> _Exercise requirements_
Set down the part of the instrumentation issue below that runs from "Description" to "(this_fn and call_site).", word for word.

··· Excerpt

Provide alternative (more robust) form of liblttng-ust-cyg-profile function entry/exit instrumentation

Added by Paul Woegerer about 11 years ago. Updated almost 11 years ago.

Status:
Resolved
Priority:
Normal
Assignee:
-
Target version:
-
Start date:
03/26/2013
Due date:
% Done:

0%

Estimated time:

Description

The current form of lttng_ust_cyg_profile:func_entry/exit has two disadvantages:
  • Lost events (even a few) make the function entry/exit instrumentation worthless.
  • Non-local returns (setjmp/longjmp, c++ exceptions, continuations) also make the instrumentation worthless.

Thus alternative to the lightweight variant another form of entry/exit instrumentation should be provided where
lttng_ust_cyg_profile:func_entry/exit record both arguments provided by the GCC hooks (this_fn and call_site).

This variant will be much more robust against lost (or missed) entry/exit events and non-local returns.

······
··· Excerpted data

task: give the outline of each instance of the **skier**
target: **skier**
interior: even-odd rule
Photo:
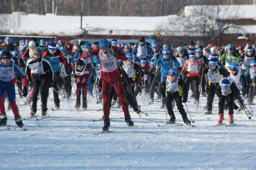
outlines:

······

> _Exercise output_
Description

The current form of lttng_ust_cyg_profile:func_entry/exit has two disadvantages:
  • Lost events (even a few) make the function entry/exit instrumentation worthless.
  • Non-local returns (setjmp/longjmp, c++ exceptions, continuations) also make the instrumentation worthless.

Thus alternative to the lightweight variant another form of entry/exit instrumentation should be provided where
lttng_ust_cyg_profile:func_entry/exit record both arguments provided by the GCC hooks (this_fn and call_site).